(Enregistrements d'étiquetage de régions)
....

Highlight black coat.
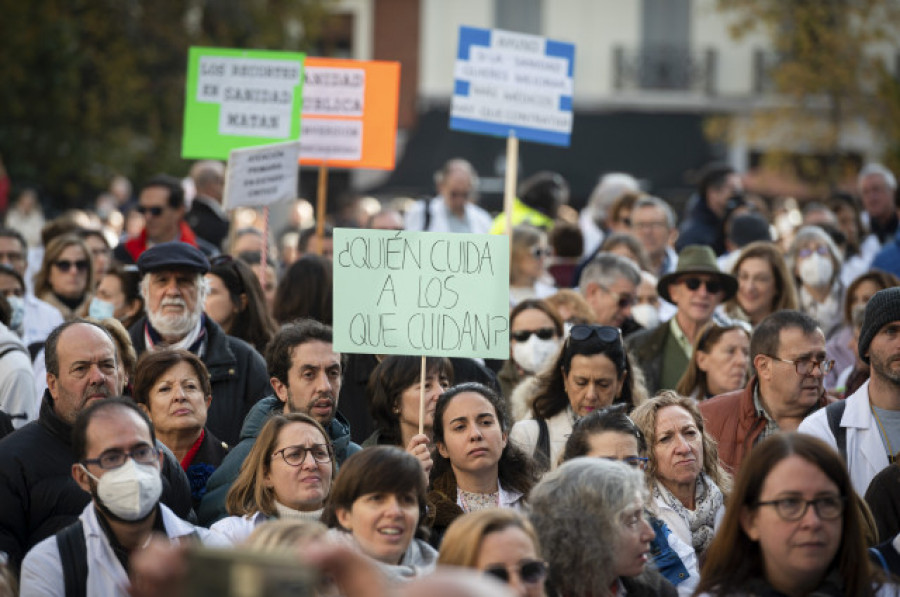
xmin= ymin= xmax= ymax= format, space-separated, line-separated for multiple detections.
xmin=0 ymin=391 xmax=192 ymax=571
xmin=128 ymin=317 xmax=272 ymax=446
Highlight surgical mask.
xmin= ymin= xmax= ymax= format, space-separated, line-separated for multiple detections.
xmin=798 ymin=253 xmax=834 ymax=288
xmin=88 ymin=297 xmax=116 ymax=320
xmin=6 ymin=295 xmax=25 ymax=336
xmin=513 ymin=334 xmax=559 ymax=373
xmin=82 ymin=458 xmax=162 ymax=521
xmin=631 ymin=305 xmax=659 ymax=330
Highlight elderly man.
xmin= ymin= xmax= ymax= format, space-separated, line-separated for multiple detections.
xmin=199 ymin=319 xmax=360 ymax=524
xmin=128 ymin=242 xmax=271 ymax=446
xmin=628 ymin=245 xmax=737 ymax=395
xmin=21 ymin=398 xmax=227 ymax=597
xmin=579 ymin=253 xmax=641 ymax=333
xmin=631 ymin=196 xmax=678 ymax=276
xmin=406 ymin=158 xmax=493 ymax=234
xmin=0 ymin=319 xmax=191 ymax=568
xmin=700 ymin=310 xmax=834 ymax=472
xmin=800 ymin=287 xmax=900 ymax=495
xmin=113 ymin=175 xmax=218 ymax=264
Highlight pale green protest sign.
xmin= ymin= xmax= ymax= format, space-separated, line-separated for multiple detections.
xmin=181 ymin=47 xmax=305 ymax=159
xmin=333 ymin=228 xmax=509 ymax=359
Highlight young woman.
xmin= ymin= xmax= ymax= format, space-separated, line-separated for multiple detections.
xmin=428 ymin=383 xmax=535 ymax=545
xmin=322 ymin=446 xmax=437 ymax=579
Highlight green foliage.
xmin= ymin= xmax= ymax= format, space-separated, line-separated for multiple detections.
xmin=0 ymin=0 xmax=330 ymax=208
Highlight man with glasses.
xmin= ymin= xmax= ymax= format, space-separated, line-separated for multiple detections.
xmin=113 ymin=174 xmax=218 ymax=264
xmin=800 ymin=287 xmax=900 ymax=496
xmin=628 ymin=245 xmax=737 ymax=396
xmin=700 ymin=310 xmax=834 ymax=472
xmin=21 ymin=398 xmax=227 ymax=595
xmin=198 ymin=319 xmax=360 ymax=525
xmin=406 ymin=158 xmax=493 ymax=234
xmin=0 ymin=319 xmax=191 ymax=570
xmin=579 ymin=253 xmax=641 ymax=335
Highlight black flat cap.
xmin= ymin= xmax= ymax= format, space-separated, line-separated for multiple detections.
xmin=137 ymin=241 xmax=209 ymax=275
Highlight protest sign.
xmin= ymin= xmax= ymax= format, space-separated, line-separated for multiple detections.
xmin=222 ymin=141 xmax=300 ymax=209
xmin=450 ymin=26 xmax=575 ymax=146
xmin=300 ymin=58 xmax=400 ymax=170
xmin=181 ymin=47 xmax=304 ymax=159
xmin=333 ymin=228 xmax=509 ymax=359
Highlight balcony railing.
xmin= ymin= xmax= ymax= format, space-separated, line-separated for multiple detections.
xmin=613 ymin=46 xmax=717 ymax=95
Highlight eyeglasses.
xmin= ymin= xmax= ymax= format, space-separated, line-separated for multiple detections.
xmin=797 ymin=246 xmax=828 ymax=259
xmin=81 ymin=444 xmax=159 ymax=471
xmin=569 ymin=323 xmax=622 ymax=344
xmin=136 ymin=205 xmax=165 ymax=218
xmin=597 ymin=284 xmax=637 ymax=309
xmin=765 ymin=354 xmax=834 ymax=375
xmin=53 ymin=259 xmax=89 ymax=272
xmin=484 ymin=560 xmax=547 ymax=585
xmin=603 ymin=456 xmax=650 ymax=470
xmin=510 ymin=328 xmax=556 ymax=342
xmin=272 ymin=444 xmax=331 ymax=466
xmin=681 ymin=278 xmax=722 ymax=294
xmin=756 ymin=495 xmax=844 ymax=522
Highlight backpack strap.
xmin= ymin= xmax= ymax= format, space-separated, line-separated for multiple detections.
xmin=533 ymin=418 xmax=550 ymax=471
xmin=56 ymin=519 xmax=87 ymax=597
xmin=825 ymin=400 xmax=847 ymax=464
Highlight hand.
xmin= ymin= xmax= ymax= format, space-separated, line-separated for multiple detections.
xmin=406 ymin=433 xmax=434 ymax=484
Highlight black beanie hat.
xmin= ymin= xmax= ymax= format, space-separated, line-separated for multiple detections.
xmin=858 ymin=286 xmax=900 ymax=364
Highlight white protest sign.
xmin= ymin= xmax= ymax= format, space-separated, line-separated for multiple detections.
xmin=222 ymin=141 xmax=300 ymax=209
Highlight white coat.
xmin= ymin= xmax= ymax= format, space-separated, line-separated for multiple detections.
xmin=798 ymin=381 xmax=888 ymax=495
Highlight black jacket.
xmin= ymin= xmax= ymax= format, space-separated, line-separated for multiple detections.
xmin=0 ymin=390 xmax=192 ymax=571
xmin=128 ymin=317 xmax=272 ymax=446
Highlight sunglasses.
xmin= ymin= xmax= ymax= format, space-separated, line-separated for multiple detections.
xmin=484 ymin=560 xmax=547 ymax=585
xmin=137 ymin=205 xmax=165 ymax=218
xmin=53 ymin=259 xmax=90 ymax=272
xmin=681 ymin=278 xmax=722 ymax=294
xmin=510 ymin=328 xmax=556 ymax=342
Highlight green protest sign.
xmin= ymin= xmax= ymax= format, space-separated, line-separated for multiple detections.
xmin=181 ymin=48 xmax=305 ymax=159
xmin=333 ymin=228 xmax=509 ymax=359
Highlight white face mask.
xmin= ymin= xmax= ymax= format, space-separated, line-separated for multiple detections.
xmin=631 ymin=305 xmax=659 ymax=330
xmin=798 ymin=253 xmax=834 ymax=288
xmin=512 ymin=334 xmax=560 ymax=373
xmin=81 ymin=458 xmax=162 ymax=521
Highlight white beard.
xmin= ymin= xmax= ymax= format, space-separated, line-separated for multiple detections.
xmin=147 ymin=299 xmax=203 ymax=338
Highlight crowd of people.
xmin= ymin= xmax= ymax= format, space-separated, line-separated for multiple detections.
xmin=0 ymin=159 xmax=900 ymax=597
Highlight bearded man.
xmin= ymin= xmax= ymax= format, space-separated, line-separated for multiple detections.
xmin=128 ymin=242 xmax=272 ymax=446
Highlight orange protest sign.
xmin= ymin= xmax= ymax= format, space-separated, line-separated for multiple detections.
xmin=300 ymin=58 xmax=400 ymax=170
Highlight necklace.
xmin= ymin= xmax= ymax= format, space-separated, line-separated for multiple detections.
xmin=869 ymin=403 xmax=896 ymax=464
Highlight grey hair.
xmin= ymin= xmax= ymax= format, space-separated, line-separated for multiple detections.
xmin=141 ymin=272 xmax=209 ymax=310
xmin=588 ymin=172 xmax=641 ymax=220
xmin=528 ymin=457 xmax=649 ymax=595
xmin=631 ymin=195 xmax=675 ymax=230
xmin=578 ymin=253 xmax=641 ymax=294
xmin=856 ymin=162 xmax=897 ymax=191
xmin=784 ymin=226 xmax=844 ymax=292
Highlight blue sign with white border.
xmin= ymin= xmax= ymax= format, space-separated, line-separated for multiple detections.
xmin=450 ymin=26 xmax=575 ymax=147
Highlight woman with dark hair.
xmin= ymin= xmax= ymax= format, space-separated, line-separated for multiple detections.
xmin=497 ymin=299 xmax=563 ymax=400
xmin=134 ymin=348 xmax=228 ymax=508
xmin=322 ymin=446 xmax=437 ymax=579
xmin=510 ymin=325 xmax=643 ymax=470
xmin=210 ymin=413 xmax=337 ymax=544
xmin=88 ymin=265 xmax=144 ymax=330
xmin=697 ymin=433 xmax=884 ymax=597
xmin=428 ymin=383 xmax=535 ymax=545
xmin=272 ymin=254 xmax=332 ymax=325
xmin=675 ymin=321 xmax=750 ymax=400
xmin=362 ymin=355 xmax=453 ymax=474
xmin=203 ymin=255 xmax=276 ymax=354
xmin=563 ymin=404 xmax=700 ymax=597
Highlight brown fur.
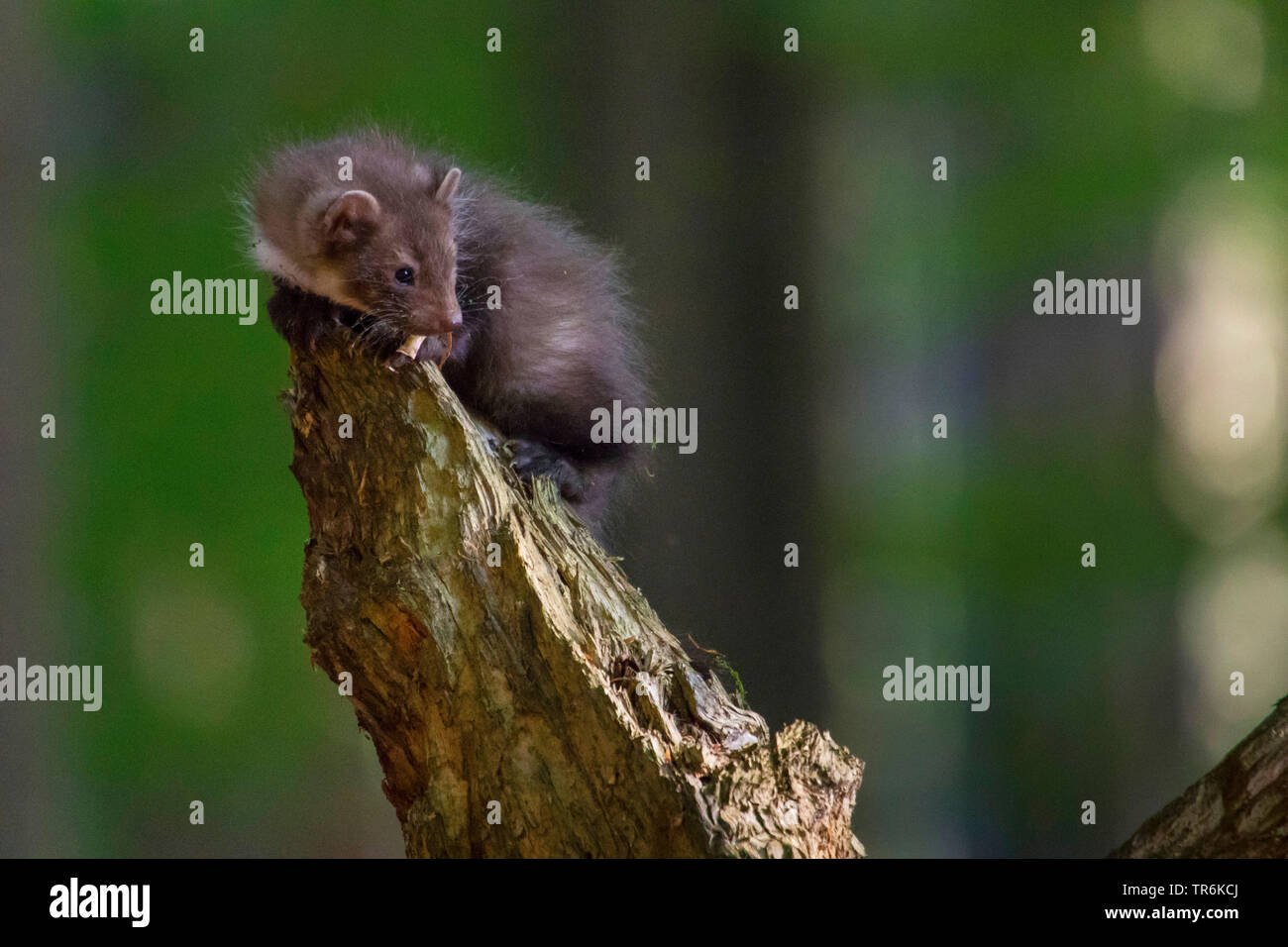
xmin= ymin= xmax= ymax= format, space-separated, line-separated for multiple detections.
xmin=252 ymin=134 xmax=645 ymax=533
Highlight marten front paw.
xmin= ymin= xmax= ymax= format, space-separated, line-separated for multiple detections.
xmin=505 ymin=438 xmax=587 ymax=502
xmin=267 ymin=279 xmax=342 ymax=352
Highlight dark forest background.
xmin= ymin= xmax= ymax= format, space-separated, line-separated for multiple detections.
xmin=0 ymin=0 xmax=1288 ymax=856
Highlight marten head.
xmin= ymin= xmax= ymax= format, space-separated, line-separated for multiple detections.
xmin=314 ymin=164 xmax=461 ymax=335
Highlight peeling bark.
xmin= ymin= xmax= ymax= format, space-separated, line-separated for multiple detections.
xmin=283 ymin=316 xmax=863 ymax=857
xmin=1111 ymin=697 xmax=1288 ymax=858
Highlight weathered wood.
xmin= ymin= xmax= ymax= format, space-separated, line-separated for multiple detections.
xmin=283 ymin=324 xmax=863 ymax=857
xmin=1111 ymin=697 xmax=1288 ymax=858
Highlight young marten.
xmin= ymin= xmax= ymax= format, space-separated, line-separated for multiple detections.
xmin=249 ymin=134 xmax=644 ymax=532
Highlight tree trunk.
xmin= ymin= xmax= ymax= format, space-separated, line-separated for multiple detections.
xmin=283 ymin=290 xmax=1288 ymax=858
xmin=283 ymin=318 xmax=863 ymax=857
xmin=1112 ymin=697 xmax=1288 ymax=858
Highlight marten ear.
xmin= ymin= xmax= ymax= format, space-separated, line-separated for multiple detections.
xmin=322 ymin=191 xmax=380 ymax=243
xmin=434 ymin=167 xmax=461 ymax=204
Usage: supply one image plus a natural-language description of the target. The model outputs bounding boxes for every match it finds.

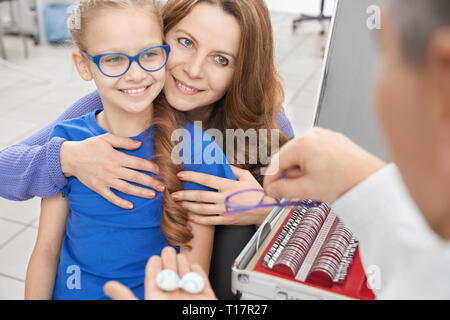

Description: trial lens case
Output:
[232,207,375,300]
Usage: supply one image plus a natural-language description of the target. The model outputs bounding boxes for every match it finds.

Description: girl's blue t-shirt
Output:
[49,109,236,300]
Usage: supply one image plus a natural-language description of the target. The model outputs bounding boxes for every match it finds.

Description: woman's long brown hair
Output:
[162,0,288,182]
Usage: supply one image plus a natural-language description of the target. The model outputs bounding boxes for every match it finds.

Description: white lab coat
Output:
[332,164,450,299]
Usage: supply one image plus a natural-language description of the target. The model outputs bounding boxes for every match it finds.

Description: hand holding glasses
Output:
[224,189,321,215]
[82,44,170,78]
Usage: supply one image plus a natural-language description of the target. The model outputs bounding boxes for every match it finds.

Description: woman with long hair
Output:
[0,0,293,298]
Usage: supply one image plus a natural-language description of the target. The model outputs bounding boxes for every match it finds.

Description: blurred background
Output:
[0,0,335,299]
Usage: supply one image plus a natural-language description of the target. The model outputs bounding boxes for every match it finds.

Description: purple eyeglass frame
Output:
[224,189,321,215]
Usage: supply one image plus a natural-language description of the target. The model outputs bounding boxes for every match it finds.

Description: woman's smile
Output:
[172,76,204,96]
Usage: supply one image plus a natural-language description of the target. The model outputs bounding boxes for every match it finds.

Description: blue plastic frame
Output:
[81,43,170,78]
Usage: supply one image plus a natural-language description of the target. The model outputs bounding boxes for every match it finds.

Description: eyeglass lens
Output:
[100,48,166,76]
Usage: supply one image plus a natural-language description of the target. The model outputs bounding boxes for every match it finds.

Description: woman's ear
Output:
[428,27,450,188]
[72,50,92,81]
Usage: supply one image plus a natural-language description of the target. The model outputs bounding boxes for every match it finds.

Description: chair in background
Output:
[292,0,331,35]
[0,0,37,60]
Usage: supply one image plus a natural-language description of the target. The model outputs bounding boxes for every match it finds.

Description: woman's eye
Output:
[178,38,192,48]
[215,56,229,66]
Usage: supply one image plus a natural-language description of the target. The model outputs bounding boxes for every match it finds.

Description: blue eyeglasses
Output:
[224,189,321,215]
[82,44,170,78]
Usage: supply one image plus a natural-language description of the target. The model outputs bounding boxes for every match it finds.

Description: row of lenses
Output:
[263,203,358,286]
[308,219,353,286]
[263,206,307,269]
[273,203,330,277]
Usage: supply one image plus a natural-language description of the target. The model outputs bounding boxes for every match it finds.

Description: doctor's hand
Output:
[60,133,164,209]
[172,165,271,225]
[264,128,385,203]
[103,247,217,300]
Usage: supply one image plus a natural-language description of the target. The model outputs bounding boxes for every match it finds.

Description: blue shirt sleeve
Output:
[183,124,237,191]
[0,91,102,200]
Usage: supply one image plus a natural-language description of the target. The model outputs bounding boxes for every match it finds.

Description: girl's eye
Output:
[178,38,192,48]
[215,56,230,66]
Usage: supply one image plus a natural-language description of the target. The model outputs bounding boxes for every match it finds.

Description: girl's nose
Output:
[125,61,147,82]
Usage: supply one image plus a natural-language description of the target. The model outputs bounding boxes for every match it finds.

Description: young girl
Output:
[25,0,235,299]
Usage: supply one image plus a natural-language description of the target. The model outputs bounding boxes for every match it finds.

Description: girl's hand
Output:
[60,133,164,209]
[172,166,271,226]
[103,247,217,300]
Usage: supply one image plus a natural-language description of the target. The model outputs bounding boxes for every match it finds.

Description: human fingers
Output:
[265,177,316,201]
[117,151,160,175]
[111,179,156,199]
[161,247,178,272]
[93,187,133,210]
[144,255,164,300]
[177,253,191,279]
[171,190,224,203]
[117,168,165,194]
[191,264,217,300]
[103,281,138,300]
[98,133,142,150]
[178,201,226,215]
[264,139,303,189]
[177,171,234,190]
[230,165,252,180]
[188,212,240,226]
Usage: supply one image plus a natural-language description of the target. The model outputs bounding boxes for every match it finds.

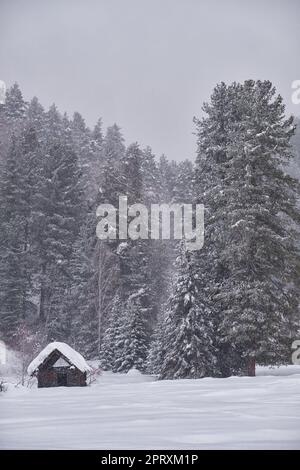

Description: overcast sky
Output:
[0,0,300,160]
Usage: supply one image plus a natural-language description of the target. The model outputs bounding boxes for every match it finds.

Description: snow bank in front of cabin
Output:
[0,366,300,451]
[27,341,92,375]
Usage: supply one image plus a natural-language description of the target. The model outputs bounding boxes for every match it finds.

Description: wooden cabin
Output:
[27,342,91,388]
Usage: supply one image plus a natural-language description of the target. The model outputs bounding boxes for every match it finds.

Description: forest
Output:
[0,80,300,379]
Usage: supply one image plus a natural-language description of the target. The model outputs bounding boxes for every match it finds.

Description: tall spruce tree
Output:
[159,244,217,379]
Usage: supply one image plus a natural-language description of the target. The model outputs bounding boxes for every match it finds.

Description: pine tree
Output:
[114,293,149,372]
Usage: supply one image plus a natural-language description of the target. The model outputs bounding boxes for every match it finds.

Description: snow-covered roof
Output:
[27,341,92,375]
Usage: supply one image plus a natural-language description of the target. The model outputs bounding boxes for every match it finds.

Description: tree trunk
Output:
[248,357,256,377]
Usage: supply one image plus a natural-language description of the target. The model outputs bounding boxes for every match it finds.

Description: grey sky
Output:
[0,0,300,160]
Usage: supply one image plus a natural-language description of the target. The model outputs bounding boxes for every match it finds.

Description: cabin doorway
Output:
[57,372,68,387]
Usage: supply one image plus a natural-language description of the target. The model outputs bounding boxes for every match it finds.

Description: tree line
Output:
[0,80,300,379]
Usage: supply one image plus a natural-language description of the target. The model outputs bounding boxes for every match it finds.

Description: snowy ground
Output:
[0,366,300,449]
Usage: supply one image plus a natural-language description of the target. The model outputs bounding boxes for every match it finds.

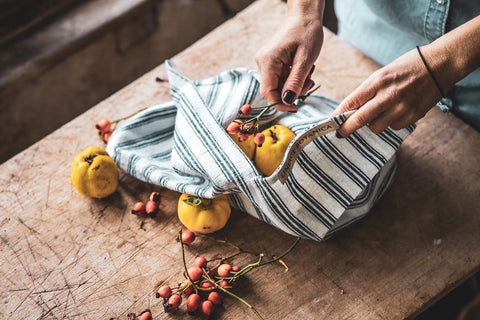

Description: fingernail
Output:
[282,90,297,104]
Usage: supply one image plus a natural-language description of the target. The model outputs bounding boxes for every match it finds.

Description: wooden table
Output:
[0,0,480,319]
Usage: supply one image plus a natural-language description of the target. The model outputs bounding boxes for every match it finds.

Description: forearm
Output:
[422,15,480,91]
[287,0,325,22]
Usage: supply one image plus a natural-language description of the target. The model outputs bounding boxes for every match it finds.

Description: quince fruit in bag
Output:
[255,124,295,176]
[70,146,119,198]
[229,133,257,160]
[178,193,231,233]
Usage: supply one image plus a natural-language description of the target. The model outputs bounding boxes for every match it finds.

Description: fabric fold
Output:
[107,61,414,241]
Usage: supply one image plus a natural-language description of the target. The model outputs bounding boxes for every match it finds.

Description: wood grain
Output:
[0,0,480,319]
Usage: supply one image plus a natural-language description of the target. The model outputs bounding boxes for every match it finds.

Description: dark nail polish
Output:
[282,90,297,104]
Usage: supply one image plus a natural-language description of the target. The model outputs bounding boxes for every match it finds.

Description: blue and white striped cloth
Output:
[107,61,414,240]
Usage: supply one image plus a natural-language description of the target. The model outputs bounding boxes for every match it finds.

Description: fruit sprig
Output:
[95,108,147,143]
[226,85,320,147]
[110,309,152,320]
[131,191,162,218]
[156,230,300,319]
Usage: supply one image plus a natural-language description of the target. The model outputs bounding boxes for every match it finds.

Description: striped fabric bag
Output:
[107,61,414,241]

....

Objectif visé: Extrayez des articles ci-dessus chaque ligne qui contient le mot « marten ».

Corrigé:
Highlight marten front paw.
Highlight marten head.
Highlight young marten.
Highlight marten ear.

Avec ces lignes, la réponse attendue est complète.